### Exercise instructions:
Write out word for word the lines below, starting with the one that contains "the wooden post." and ending with the one that contains "matching the eye.", including both of those.

### Supplied data:
□ □ □ □
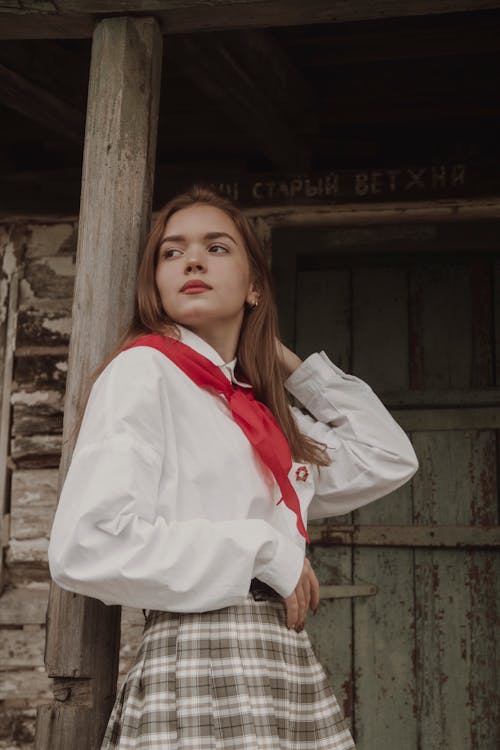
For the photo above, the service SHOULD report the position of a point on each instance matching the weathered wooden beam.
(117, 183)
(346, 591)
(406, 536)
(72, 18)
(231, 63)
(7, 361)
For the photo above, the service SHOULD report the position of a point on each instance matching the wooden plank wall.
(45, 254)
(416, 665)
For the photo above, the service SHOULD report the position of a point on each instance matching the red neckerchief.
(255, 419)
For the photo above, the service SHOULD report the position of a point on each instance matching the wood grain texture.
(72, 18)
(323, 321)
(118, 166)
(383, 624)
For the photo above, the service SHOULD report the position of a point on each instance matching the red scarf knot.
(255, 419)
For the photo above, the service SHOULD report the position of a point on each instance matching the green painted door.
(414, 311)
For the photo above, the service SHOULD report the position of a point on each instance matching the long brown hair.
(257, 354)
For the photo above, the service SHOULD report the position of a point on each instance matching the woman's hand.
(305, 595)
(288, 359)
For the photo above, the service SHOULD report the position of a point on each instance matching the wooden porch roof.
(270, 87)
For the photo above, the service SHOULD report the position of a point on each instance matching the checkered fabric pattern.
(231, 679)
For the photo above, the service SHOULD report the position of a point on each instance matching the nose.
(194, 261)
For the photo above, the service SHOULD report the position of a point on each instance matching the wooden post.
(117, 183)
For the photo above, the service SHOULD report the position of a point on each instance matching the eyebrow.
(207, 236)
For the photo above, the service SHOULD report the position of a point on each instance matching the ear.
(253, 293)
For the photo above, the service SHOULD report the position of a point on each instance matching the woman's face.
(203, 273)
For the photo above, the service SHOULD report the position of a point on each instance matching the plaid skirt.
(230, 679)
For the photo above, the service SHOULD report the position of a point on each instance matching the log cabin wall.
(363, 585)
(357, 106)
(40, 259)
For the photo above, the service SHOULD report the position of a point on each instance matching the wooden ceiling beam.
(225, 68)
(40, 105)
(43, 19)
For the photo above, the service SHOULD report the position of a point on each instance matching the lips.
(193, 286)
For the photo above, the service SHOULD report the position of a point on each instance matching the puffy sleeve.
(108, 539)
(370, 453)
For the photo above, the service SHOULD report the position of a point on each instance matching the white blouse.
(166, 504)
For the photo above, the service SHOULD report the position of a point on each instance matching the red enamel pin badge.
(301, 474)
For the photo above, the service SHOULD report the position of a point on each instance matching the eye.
□ □ □ □
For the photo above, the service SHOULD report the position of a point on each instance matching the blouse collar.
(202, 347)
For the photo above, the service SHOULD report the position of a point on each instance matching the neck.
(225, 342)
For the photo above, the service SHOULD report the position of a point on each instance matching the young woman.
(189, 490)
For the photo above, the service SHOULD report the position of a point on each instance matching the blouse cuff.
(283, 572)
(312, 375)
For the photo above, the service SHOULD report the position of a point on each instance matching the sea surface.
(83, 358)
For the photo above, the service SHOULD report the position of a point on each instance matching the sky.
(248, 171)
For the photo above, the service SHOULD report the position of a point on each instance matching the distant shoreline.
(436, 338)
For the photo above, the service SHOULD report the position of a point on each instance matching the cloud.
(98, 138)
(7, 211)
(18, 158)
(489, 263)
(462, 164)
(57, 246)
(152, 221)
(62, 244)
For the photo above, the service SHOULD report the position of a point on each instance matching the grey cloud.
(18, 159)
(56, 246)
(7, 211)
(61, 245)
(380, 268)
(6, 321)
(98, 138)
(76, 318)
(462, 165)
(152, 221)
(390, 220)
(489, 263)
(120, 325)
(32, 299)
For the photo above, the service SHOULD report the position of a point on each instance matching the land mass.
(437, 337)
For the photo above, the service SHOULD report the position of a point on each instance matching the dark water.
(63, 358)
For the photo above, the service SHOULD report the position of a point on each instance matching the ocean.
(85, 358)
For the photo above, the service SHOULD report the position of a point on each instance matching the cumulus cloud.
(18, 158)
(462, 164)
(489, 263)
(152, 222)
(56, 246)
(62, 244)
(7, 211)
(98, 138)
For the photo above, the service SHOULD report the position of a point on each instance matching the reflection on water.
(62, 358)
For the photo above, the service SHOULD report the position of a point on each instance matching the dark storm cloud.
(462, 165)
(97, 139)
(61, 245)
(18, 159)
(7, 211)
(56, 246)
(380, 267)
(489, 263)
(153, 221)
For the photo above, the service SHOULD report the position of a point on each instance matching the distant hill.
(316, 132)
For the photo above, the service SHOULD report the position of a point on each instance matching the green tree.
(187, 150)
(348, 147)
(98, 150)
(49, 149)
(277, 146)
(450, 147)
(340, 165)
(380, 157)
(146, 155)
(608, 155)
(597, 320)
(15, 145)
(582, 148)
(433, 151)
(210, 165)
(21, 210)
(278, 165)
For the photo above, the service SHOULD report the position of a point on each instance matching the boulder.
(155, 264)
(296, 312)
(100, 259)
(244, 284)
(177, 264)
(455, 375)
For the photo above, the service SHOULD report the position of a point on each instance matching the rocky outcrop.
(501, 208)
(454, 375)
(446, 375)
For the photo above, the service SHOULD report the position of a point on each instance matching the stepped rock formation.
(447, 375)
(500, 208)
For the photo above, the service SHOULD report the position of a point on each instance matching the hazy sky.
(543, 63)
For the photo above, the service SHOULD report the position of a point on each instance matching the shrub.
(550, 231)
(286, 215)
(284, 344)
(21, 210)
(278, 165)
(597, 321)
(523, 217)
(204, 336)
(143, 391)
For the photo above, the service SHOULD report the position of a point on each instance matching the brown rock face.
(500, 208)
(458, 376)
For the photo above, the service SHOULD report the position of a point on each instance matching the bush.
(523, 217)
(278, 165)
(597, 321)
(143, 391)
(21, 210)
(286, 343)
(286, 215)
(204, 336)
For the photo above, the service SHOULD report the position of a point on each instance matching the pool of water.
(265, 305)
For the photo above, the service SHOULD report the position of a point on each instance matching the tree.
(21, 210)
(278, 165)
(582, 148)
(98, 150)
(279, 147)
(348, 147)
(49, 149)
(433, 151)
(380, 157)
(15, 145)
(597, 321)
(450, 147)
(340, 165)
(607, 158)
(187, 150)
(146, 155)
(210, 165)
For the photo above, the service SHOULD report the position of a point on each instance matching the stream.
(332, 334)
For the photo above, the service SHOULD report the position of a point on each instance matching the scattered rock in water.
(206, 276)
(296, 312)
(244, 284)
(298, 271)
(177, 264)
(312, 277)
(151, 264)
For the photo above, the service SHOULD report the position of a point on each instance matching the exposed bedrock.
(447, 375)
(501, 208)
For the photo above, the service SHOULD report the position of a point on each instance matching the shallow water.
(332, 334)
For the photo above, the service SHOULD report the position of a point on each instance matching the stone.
□ □ □ □
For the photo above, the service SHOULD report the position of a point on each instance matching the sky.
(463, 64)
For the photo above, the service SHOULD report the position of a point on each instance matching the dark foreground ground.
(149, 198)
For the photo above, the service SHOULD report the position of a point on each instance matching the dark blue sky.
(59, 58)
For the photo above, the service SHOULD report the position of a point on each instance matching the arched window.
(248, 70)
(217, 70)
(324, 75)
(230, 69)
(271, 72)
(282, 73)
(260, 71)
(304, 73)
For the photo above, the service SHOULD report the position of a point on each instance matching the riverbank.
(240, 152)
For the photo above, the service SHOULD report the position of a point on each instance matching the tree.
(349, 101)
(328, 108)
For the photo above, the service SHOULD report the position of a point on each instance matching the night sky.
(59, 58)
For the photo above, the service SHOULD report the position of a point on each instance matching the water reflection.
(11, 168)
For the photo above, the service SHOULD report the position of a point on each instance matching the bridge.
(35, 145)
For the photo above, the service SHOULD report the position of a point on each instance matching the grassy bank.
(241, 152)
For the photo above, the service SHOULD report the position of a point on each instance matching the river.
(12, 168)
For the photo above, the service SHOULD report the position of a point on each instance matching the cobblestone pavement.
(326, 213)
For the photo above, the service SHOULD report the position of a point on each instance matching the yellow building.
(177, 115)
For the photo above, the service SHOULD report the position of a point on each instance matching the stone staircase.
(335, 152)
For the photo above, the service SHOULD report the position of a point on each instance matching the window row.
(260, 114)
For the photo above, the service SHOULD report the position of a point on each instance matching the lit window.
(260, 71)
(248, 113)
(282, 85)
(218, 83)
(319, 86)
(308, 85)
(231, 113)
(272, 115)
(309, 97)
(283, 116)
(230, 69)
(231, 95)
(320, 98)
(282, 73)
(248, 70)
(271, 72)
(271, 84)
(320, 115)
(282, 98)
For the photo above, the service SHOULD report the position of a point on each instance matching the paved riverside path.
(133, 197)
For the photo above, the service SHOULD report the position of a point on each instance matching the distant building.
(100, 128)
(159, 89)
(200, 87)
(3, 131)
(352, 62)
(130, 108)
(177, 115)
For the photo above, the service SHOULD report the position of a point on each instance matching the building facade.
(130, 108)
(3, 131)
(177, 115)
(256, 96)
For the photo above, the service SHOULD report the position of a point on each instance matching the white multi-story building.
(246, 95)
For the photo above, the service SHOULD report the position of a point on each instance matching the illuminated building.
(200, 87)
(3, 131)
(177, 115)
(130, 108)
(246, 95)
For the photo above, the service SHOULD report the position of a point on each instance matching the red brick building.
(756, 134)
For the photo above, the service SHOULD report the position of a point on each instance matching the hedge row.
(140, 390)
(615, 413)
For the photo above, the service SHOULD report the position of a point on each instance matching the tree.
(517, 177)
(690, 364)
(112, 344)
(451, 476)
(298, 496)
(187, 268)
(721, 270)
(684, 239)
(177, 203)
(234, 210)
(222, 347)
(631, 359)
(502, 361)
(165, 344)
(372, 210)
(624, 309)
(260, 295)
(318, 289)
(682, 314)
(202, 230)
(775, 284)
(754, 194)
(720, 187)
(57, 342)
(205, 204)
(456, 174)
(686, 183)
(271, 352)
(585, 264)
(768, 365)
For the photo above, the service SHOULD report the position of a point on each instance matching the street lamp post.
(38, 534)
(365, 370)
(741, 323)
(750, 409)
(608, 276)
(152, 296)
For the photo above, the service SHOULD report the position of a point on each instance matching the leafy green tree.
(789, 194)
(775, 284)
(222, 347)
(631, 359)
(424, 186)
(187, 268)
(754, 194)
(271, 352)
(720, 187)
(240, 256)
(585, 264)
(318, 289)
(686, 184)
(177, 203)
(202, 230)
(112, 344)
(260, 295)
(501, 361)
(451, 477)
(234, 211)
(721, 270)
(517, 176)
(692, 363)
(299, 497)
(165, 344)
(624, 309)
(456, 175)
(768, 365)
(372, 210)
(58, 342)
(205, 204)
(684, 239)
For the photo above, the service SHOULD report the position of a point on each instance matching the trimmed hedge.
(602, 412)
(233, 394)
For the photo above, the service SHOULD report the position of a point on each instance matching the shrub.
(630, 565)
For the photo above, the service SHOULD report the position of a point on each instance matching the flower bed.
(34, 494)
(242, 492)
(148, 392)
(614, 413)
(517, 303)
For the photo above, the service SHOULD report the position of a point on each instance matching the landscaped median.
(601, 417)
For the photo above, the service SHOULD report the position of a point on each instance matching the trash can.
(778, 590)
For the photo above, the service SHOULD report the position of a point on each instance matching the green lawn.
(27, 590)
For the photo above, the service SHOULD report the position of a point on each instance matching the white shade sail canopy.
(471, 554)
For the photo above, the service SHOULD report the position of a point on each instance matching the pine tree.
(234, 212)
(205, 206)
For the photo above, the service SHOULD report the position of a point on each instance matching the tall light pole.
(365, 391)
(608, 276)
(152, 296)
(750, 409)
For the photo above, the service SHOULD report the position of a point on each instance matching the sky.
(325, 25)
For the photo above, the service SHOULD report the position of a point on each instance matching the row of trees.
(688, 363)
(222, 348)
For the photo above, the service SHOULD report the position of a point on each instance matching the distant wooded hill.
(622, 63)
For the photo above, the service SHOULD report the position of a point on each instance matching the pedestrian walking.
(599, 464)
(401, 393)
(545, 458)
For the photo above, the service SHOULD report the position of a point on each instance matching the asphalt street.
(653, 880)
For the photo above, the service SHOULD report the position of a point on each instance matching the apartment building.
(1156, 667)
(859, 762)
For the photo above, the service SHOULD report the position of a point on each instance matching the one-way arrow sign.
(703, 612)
□ □ □ □
### Full solution:
For the photo above, the service SHOULD report the position of a point on each instance matching the wooden post.
(117, 183)
For the photo above, the service SHOULD report the position of a point on each instance matching the eyebrow.
(207, 236)
For the photo above, the service SHOULD report the position of a point on each instance matching the ear.
(253, 293)
For the photo above, the service SHOULD report the position of a point on each instance matching the woman's face.
(203, 273)
For the photo above, the service SHOULD report the position of a point on each instance matching the plaid skirt.
(230, 679)
For the photo above, the service SHOULD report the position of a point on each instance matching the log cabin wall.
(363, 585)
(357, 106)
(40, 259)
For the photo above, the service SHOULD report the position of a point on each instance matching the wooden ceiling beam.
(225, 68)
(40, 105)
(43, 19)
For the photo above, the service SHOULD report the position of a point on each instance matching the lips.
(193, 286)
For the photo above, the service SHOULD report the position of a point on each instance matching the puffy sleeve.
(108, 539)
(370, 453)
For the photo above, the service SHOULD report the position of a point on each instance matching the white blouse.
(166, 504)
For the photo above, the service SHOULD report the position of a point on each instance matching the red enamel pin badge.
(301, 474)
For the photo above, the service SHOULD report the position of a point on each instance matching the eye.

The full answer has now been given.